WHAT TO DO — Find "the white marble half of board" in the records that follow; print that line and each subsequent line through the last one, verbatim and with nothing added.

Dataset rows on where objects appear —
____
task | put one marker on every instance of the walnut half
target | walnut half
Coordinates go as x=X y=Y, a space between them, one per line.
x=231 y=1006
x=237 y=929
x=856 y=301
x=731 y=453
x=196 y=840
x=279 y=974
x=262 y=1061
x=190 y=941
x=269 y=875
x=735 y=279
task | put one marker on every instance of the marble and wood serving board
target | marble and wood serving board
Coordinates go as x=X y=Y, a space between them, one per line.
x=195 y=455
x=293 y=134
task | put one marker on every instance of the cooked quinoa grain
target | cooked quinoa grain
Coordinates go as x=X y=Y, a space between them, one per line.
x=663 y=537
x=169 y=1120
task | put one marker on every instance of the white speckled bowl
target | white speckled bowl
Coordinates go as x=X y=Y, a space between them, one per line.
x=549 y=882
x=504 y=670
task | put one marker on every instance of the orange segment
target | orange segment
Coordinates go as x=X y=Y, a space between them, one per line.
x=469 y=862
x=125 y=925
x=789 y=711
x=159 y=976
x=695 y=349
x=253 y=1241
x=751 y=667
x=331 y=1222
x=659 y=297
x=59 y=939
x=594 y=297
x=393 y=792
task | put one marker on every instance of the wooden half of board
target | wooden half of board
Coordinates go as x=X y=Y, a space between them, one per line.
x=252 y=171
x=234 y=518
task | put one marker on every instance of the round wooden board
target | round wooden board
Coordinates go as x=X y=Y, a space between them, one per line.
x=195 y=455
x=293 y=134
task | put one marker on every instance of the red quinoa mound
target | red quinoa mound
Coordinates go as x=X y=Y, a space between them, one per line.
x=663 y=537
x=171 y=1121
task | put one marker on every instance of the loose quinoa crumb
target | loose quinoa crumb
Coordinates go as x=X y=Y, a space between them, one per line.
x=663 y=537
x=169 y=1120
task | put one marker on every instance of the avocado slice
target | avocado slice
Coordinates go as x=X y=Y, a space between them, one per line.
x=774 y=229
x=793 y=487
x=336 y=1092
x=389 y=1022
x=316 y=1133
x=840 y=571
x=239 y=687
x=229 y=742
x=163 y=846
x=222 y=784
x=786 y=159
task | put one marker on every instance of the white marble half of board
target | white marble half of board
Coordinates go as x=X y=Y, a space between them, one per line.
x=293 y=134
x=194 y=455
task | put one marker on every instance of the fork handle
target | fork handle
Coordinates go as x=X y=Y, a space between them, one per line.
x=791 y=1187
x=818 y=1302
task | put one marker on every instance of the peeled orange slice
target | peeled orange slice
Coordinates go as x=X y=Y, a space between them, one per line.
____
WRITTEN SOLUTION —
task | put one marker on every instance of the white marble half of board
target | white marble half of board
Coordinates go as x=X y=Y, a space between them, one per line.
x=293 y=134
x=194 y=455
task | put one marker on every instance of the fork handle
target | fork handle
Coordinates go as x=X y=Y, a space between them, one per line.
x=791 y=1187
x=818 y=1302
task | put one marker on every instance of the peeled orange slice
target | peeled orange slice
Coordinates go as x=X y=Y, a space between them, one per line.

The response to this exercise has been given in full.